▶ [EXERCISE PASSAGE]
Downhill skiing is one of the most exhilarating activities you can experience during the winter season. However, this fun-filled activity is associated with the risk of injury due to falls and collisions on the slopes and can cause torn ligaments, broken bones, and serious head injuries.
Knee and lower leg injuries are the most common with the majority due to inadequate ski binding release. Ski bindings secure the ski boot to the ski and are designed to release when subject to the high forces of an impact or fall. While the introduction of releasable ski bindings has significantly reduced the rate of leg fractures, the most common injuries, ACL and MCL tears, are on the rise.
In addition, sprains and fractures of the fingers, hands, and wrists are also quite common. These types of injuries usually occur when one falls on an outstretched hand while the ski pole is still strapped to their wrist.
Here are a few tips to prevent common ski injuries this winter:
Be Well Prepared Physically: Downhill skiing requires a combination of strength, flexibility, endurance and quick reflexes. Adhere to a conditioning program to make sure you are up to the challenges of the sport. Warm up properly before putting on your skis and don’t forget to cool down after.

▶ [EXERCISE DIRECTIONS] Copy the part of the ski injury passage starting at "In addition, sprains" and ending at "to their wrist.".

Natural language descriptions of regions
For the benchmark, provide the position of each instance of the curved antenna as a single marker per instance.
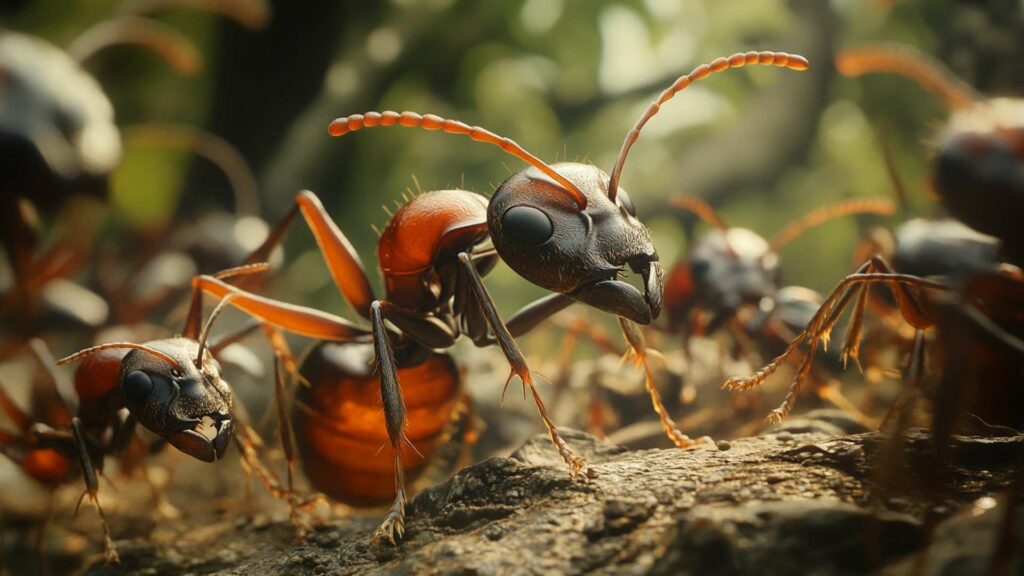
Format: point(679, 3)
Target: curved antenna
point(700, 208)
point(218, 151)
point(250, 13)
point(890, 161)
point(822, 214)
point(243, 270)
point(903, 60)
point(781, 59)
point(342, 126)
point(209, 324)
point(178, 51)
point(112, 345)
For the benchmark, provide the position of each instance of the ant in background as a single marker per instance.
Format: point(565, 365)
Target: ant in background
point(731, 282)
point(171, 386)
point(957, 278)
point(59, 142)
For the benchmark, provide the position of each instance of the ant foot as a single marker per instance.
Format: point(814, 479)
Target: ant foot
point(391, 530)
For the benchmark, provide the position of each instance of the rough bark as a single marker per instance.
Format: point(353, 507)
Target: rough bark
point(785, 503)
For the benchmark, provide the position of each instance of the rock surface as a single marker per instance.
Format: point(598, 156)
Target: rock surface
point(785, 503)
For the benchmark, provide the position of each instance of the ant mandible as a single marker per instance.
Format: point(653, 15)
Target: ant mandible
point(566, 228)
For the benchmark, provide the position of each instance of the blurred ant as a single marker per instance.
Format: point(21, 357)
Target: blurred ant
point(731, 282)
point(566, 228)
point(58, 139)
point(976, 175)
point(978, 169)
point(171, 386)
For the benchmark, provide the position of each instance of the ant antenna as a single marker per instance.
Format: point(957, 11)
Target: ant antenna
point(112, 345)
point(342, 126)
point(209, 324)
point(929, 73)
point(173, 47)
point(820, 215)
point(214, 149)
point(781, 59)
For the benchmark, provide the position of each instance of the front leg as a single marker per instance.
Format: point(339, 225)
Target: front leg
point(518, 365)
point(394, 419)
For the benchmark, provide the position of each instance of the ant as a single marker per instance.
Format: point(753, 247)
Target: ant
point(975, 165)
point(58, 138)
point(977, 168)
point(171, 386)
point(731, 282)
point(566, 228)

==

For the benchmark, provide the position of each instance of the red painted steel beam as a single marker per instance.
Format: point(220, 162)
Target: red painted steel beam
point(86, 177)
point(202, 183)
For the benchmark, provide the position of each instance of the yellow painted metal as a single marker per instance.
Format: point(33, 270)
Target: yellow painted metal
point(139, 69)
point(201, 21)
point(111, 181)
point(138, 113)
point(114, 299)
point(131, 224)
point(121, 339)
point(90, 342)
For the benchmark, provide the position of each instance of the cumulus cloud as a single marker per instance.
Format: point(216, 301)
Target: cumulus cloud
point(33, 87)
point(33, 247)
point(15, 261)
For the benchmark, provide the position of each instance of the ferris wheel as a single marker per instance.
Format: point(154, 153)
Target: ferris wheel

* * *

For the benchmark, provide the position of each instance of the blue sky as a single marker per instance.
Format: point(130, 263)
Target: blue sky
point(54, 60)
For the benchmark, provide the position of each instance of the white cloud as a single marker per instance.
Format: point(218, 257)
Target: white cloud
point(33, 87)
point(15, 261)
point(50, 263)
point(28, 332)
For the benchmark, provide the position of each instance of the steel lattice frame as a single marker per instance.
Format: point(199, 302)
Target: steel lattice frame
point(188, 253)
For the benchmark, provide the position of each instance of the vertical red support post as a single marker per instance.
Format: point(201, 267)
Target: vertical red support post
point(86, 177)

▶ [RESPONSE TO THE EXERCISE]
In addition, sprains and fractures of the fingers, hands, and wrists are also quite common. These types of injuries usually occur when one falls on an outstretched hand while the ski pole is still strapped to their wrist.